Reproduce everything from the line containing "the cliff, one" down to the end of the items below, with "pointer" replaced by "annotator" and everything else left unchanged. Output only those lines.

══════

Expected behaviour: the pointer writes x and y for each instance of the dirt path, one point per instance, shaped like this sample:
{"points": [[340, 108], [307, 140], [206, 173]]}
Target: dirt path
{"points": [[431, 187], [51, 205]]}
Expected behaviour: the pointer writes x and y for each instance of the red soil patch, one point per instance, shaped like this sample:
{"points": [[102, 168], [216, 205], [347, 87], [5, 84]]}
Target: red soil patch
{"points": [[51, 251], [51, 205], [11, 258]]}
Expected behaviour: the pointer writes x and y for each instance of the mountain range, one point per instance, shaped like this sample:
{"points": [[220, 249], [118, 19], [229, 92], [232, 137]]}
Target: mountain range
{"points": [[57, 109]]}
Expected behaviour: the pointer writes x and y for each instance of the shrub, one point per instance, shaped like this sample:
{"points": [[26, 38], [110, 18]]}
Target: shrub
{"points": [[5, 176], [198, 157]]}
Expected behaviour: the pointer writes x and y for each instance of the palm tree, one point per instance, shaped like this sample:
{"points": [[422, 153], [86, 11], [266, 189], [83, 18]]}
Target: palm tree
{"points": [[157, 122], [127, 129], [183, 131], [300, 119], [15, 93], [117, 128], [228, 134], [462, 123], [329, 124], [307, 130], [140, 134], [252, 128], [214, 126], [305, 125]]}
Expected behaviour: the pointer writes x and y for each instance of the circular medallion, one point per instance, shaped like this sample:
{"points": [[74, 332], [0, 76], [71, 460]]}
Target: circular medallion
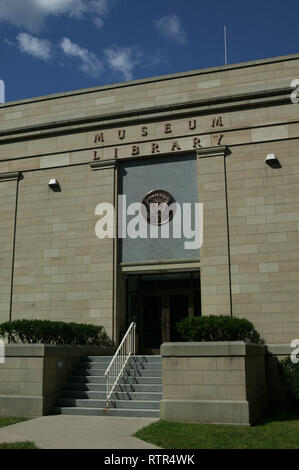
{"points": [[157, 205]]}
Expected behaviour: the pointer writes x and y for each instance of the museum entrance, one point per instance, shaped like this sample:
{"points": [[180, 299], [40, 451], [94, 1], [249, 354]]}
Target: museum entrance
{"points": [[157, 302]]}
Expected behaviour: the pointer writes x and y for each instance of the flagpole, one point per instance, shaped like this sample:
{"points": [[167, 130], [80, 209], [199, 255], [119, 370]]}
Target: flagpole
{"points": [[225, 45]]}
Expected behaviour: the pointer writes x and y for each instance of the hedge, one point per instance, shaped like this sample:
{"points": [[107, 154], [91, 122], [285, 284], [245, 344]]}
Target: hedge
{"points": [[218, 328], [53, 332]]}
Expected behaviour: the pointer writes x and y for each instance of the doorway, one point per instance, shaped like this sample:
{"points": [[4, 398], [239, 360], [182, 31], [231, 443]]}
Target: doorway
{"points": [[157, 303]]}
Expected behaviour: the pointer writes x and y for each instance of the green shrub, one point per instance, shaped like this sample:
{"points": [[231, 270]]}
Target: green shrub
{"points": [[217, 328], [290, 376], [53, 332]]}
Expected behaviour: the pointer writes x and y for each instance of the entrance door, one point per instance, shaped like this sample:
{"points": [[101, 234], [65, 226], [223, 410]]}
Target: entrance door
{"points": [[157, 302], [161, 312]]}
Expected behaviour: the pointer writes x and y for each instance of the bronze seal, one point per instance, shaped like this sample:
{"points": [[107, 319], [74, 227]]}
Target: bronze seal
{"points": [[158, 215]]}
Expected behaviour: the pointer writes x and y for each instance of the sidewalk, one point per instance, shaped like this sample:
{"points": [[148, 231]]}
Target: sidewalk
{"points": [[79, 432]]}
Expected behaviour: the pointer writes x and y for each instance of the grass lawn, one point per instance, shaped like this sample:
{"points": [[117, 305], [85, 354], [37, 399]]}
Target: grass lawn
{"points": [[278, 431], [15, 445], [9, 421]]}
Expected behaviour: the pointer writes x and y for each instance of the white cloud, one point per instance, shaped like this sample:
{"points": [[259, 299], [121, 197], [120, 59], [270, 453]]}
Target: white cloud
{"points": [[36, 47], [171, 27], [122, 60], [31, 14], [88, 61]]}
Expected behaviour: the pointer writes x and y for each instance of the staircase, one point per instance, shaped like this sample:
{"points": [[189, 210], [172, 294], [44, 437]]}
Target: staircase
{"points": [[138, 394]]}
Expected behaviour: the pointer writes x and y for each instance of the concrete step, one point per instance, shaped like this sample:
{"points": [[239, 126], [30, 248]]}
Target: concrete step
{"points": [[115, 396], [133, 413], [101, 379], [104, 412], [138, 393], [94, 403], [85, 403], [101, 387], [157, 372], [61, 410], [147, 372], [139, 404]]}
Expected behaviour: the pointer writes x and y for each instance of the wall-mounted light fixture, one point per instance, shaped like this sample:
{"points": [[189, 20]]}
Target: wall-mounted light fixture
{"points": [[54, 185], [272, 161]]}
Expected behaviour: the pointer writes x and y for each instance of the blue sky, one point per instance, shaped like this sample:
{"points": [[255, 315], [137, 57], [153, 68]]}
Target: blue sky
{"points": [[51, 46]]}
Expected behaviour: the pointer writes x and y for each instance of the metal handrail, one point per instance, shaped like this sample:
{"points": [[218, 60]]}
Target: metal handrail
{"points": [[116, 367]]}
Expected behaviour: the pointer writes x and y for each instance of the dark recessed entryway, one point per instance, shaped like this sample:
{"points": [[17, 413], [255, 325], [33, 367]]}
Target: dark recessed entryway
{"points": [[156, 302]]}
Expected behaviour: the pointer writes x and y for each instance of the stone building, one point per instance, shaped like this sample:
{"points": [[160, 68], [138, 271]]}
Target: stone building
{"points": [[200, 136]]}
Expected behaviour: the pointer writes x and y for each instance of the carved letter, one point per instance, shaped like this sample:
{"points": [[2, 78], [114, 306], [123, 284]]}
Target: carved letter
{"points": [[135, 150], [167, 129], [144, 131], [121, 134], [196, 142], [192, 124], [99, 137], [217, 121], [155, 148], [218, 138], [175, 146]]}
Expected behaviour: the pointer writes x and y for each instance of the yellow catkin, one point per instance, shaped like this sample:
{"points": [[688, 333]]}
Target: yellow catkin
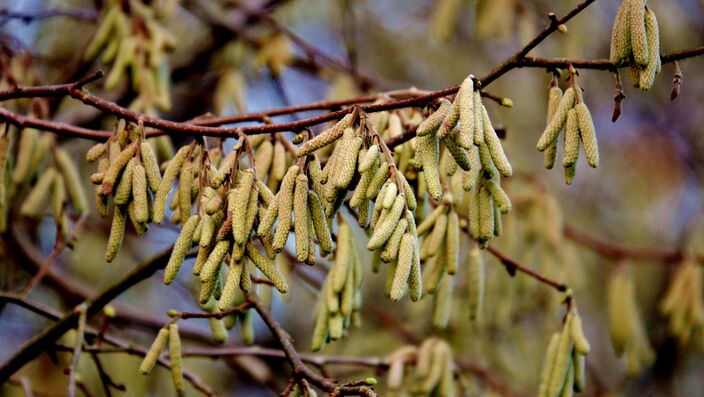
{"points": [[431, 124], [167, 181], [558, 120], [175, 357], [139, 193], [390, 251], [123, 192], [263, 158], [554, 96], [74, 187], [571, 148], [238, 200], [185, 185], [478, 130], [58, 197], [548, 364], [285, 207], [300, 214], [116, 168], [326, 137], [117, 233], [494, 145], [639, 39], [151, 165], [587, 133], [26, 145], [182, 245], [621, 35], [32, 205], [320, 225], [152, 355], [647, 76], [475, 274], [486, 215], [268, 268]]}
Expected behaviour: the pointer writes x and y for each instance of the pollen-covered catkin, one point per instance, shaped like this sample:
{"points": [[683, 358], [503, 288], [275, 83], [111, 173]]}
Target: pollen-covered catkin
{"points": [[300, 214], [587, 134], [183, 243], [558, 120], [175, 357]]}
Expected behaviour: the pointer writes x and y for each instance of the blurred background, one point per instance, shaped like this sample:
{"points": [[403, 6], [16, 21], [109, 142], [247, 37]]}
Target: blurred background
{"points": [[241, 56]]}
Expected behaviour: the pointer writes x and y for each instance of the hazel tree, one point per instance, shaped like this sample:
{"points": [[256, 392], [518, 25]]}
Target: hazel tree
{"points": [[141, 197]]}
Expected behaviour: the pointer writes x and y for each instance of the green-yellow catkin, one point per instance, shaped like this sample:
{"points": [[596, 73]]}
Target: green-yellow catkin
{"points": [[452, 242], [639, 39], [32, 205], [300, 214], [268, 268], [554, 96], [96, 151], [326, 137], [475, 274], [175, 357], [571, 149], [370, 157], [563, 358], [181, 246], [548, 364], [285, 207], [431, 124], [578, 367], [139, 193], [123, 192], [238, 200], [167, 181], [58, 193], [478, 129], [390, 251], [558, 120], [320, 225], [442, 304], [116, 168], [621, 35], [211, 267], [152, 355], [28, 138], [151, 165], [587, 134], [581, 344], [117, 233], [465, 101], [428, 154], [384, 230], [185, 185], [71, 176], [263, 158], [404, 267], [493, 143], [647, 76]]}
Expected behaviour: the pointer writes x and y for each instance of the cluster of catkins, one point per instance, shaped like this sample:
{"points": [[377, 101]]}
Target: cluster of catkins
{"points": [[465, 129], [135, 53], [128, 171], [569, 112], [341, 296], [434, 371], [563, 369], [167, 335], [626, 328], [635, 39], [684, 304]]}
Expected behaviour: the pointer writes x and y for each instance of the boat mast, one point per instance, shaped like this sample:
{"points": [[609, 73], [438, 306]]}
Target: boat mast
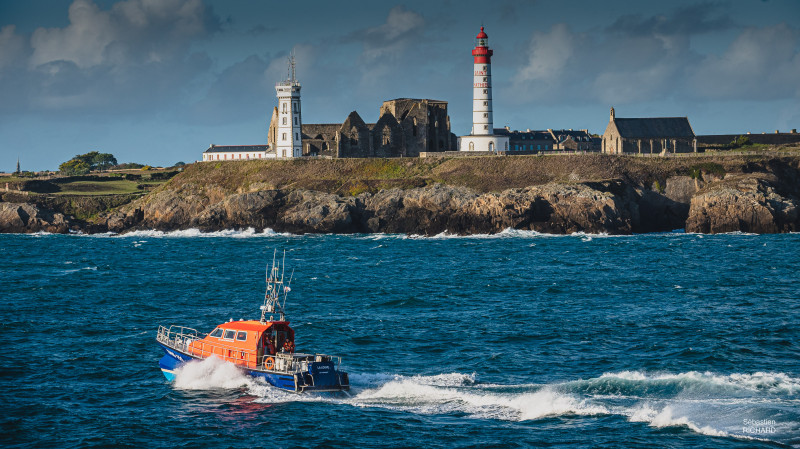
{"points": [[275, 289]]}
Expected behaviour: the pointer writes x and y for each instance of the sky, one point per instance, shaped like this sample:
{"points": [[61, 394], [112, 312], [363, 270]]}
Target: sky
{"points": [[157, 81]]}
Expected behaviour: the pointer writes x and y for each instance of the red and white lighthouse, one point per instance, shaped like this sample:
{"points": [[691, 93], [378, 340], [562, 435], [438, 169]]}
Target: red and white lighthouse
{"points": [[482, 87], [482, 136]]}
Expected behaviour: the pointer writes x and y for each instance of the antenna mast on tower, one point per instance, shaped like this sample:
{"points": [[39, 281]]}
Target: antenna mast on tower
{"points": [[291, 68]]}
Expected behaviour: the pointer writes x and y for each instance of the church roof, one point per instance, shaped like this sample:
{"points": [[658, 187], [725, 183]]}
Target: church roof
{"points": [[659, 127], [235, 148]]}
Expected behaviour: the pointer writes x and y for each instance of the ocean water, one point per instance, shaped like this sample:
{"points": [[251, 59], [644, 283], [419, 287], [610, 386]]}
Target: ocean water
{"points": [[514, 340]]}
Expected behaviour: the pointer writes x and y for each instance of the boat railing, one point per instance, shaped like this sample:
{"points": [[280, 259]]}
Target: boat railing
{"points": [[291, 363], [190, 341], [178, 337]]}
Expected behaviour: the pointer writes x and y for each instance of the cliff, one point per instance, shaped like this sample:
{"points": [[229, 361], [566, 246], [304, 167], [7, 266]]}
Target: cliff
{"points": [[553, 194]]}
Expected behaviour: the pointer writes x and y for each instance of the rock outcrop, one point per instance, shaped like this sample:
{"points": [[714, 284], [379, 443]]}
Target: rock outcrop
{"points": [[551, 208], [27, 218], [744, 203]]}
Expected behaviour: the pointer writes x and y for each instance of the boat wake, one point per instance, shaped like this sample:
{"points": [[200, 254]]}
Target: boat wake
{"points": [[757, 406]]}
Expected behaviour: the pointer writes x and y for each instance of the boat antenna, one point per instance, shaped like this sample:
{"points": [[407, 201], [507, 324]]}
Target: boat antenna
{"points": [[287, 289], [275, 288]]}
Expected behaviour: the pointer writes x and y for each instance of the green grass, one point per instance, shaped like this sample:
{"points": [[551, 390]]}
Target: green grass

══════

**Solution below**:
Expected behaviour: the annotator writes x and y for each instance of the cliff, one point per instance, shaped like this sample:
{"points": [[229, 361], [566, 246], [304, 167], [7, 266]]}
Target: cliff
{"points": [[553, 194]]}
Expected behaviour: the annotator writes x and y for each instance of the rock outcrop, one point per instance, shaped like this sample:
{"points": [[714, 284], [379, 443]]}
Target: rock outcrop
{"points": [[551, 208], [27, 218], [744, 203]]}
Expected behaviour: the annotator writes x and y for each instance of the boat wake, one point per instance, shaped like this sample:
{"points": [[200, 254]]}
Target: boat wake
{"points": [[757, 406]]}
Expected behaviour: the annotator writes x and y for each instance of the boat antenna, one point per instance, shaped like this sample:
{"points": [[407, 201], [507, 324]]}
Target: boat antenna
{"points": [[287, 289], [275, 288]]}
Expected behaviour: the annotator writes x and y for each instance of the green grass, one point per instance, shaped like this sample:
{"points": [[551, 390]]}
Target: green grass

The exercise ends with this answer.